# EXERCISE AIM:
Copy every line of the records below word for word, in the same order.
------------------------------------------------------------
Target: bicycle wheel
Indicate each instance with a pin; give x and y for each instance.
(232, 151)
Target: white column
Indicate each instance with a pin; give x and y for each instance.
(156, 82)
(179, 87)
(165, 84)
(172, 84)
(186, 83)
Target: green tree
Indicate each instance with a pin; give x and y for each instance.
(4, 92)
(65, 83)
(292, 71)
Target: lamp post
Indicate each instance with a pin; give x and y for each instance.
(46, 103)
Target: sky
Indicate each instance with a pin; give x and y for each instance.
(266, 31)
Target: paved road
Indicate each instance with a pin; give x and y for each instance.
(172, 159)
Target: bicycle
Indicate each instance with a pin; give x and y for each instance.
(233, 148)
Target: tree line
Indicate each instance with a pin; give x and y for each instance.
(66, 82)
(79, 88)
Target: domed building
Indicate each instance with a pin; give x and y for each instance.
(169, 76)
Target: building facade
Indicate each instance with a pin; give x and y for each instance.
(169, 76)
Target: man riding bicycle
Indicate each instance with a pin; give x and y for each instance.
------------------------------------------------------------
# EXERCISE ANSWER:
Target: bicycle wheel
Indicate each instance with a pin; give x and y for each instance.
(232, 151)
Target: white column
Indicate each instance with a pin; give x and y for each instance.
(156, 82)
(179, 87)
(165, 84)
(172, 84)
(186, 83)
Target: green tree
Indicate each instance with a pin; give x and y for each instance.
(4, 92)
(65, 83)
(292, 71)
Target: lamp post
Indicate each instance with a pin; give x and y for each instance.
(46, 103)
Target: sky
Indicate each instance with a pin; give x and y for each instance.
(266, 31)
Target: paved road
Indicate each instance with a pin; give x and y for each instance.
(172, 159)
Target: bicycle
Indicate each instance with a pin; give x and y for each instance.
(233, 148)
Target: tree line
Indicate each instance with a pin; give x and y for each instance.
(66, 82)
(79, 88)
Target: domed building
Indicate each instance with a pin; give x and y for each instance.
(169, 76)
Target: building facade
Indicate each instance with a pin; give x and y for each instance.
(169, 76)
Target: man riding bicycle
Indicate each instance with a pin; give x and y for each instance.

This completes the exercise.